TASK DATA:
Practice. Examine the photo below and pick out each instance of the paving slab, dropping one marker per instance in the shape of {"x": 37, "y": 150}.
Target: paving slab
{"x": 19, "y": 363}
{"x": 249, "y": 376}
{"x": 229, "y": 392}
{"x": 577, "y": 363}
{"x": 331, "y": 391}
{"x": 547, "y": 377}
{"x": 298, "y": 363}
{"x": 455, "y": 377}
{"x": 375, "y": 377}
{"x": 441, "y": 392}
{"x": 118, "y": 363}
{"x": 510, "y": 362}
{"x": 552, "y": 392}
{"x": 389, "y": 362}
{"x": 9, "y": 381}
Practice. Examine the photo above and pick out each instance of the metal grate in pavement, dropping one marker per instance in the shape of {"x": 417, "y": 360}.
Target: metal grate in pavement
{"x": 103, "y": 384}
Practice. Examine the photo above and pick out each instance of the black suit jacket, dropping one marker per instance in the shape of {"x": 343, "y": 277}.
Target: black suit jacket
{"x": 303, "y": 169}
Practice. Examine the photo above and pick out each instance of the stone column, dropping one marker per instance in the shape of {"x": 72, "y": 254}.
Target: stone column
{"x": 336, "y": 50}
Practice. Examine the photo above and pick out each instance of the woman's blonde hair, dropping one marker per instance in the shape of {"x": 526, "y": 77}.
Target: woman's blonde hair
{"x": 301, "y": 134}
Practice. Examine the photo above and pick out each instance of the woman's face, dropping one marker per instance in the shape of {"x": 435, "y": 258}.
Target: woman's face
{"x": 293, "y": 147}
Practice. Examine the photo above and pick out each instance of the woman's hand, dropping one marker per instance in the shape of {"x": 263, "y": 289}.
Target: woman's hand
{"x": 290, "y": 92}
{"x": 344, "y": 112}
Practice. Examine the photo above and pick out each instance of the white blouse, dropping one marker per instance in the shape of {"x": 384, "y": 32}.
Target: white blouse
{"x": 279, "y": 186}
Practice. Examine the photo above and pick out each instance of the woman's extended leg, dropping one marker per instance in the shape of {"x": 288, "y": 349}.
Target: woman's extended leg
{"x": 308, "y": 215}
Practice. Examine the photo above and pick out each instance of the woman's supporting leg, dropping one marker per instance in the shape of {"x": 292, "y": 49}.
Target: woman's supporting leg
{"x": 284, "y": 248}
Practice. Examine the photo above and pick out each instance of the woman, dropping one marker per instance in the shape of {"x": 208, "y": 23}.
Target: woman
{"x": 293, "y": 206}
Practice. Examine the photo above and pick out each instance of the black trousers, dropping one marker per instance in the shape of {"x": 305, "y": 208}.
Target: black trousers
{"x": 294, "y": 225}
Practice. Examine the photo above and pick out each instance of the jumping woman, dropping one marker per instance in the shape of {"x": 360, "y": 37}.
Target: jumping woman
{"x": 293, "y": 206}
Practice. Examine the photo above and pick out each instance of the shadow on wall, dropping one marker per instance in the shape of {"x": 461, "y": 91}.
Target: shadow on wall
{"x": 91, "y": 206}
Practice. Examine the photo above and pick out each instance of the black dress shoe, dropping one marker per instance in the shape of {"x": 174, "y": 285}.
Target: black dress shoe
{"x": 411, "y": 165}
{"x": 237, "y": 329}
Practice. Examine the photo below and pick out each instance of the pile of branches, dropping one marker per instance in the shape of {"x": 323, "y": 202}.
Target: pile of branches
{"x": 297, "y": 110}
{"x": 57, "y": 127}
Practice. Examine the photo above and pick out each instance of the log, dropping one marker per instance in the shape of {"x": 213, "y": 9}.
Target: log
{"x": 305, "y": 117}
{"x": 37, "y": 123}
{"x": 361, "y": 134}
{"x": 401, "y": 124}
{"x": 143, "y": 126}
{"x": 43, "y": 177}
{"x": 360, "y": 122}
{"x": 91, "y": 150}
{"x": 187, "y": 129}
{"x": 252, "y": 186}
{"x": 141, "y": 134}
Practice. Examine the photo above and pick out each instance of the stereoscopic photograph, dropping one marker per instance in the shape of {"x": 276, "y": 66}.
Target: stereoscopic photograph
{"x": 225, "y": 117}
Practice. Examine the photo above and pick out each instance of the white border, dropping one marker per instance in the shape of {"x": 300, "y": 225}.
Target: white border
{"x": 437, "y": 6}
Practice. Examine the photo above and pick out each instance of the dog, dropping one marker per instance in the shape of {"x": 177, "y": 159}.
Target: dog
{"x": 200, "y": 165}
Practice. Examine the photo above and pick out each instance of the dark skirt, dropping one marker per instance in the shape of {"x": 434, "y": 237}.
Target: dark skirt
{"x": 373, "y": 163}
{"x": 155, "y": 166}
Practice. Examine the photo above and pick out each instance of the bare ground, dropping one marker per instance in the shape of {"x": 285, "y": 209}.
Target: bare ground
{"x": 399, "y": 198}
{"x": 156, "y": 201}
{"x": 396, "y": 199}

TASK INSTRUCTIONS: Find the line with "of the shadow" in the listing above, then write out that line and each remaining line exactly, with no other text.

EXERCISE ANSWER:
Practice. Examine the photo above and pick out each instance of the shadow on wall, dropping one marker per instance in the shape of {"x": 461, "y": 91}.
Target: shadow on wall
{"x": 91, "y": 206}
Practice. Examine the photo above and pick out each instance of the black dress shoe, dropping one marker per instance in the shape of {"x": 174, "y": 285}.
Target: black dress shoe
{"x": 411, "y": 165}
{"x": 237, "y": 329}
Practice. Examine the photo below and pick out each instance of the pile of branches, dropping one marker per instance in the shape of {"x": 323, "y": 202}.
Target: pile of branches
{"x": 297, "y": 110}
{"x": 57, "y": 127}
Practice. Examine the photo above and pick out each instance of the log, dropping one marker per instance in the shape of {"x": 213, "y": 9}.
Target: log
{"x": 305, "y": 117}
{"x": 37, "y": 123}
{"x": 361, "y": 134}
{"x": 401, "y": 124}
{"x": 143, "y": 126}
{"x": 43, "y": 177}
{"x": 360, "y": 122}
{"x": 91, "y": 150}
{"x": 187, "y": 129}
{"x": 252, "y": 186}
{"x": 141, "y": 134}
Practice. Examine the photo above and pick out each instance of the stereoscopic photograph, dropping one marker per instance in the shape of {"x": 276, "y": 66}.
Target: stereoscopic photograph
{"x": 225, "y": 117}
Practice. Examine the photo above and pick out each instance of the white border, dropping one marker per instance in the shape of {"x": 300, "y": 225}.
Target: white border
{"x": 437, "y": 6}
Practice. Examine the photo above and pick out each instance of the dog, dropping one marker per instance in the shape of {"x": 177, "y": 159}.
Target: dog
{"x": 200, "y": 165}
Practice. Examine the photo above and pick out each instance of the dark skirt, dropping one marker per instance in the shape of {"x": 434, "y": 237}.
Target: dark skirt
{"x": 373, "y": 163}
{"x": 155, "y": 166}
Practice. Examine the photo above and pick out each instance of the bare ground, dropping one marker per instance in the shape of {"x": 285, "y": 209}.
Target: bare ground
{"x": 399, "y": 198}
{"x": 156, "y": 201}
{"x": 396, "y": 199}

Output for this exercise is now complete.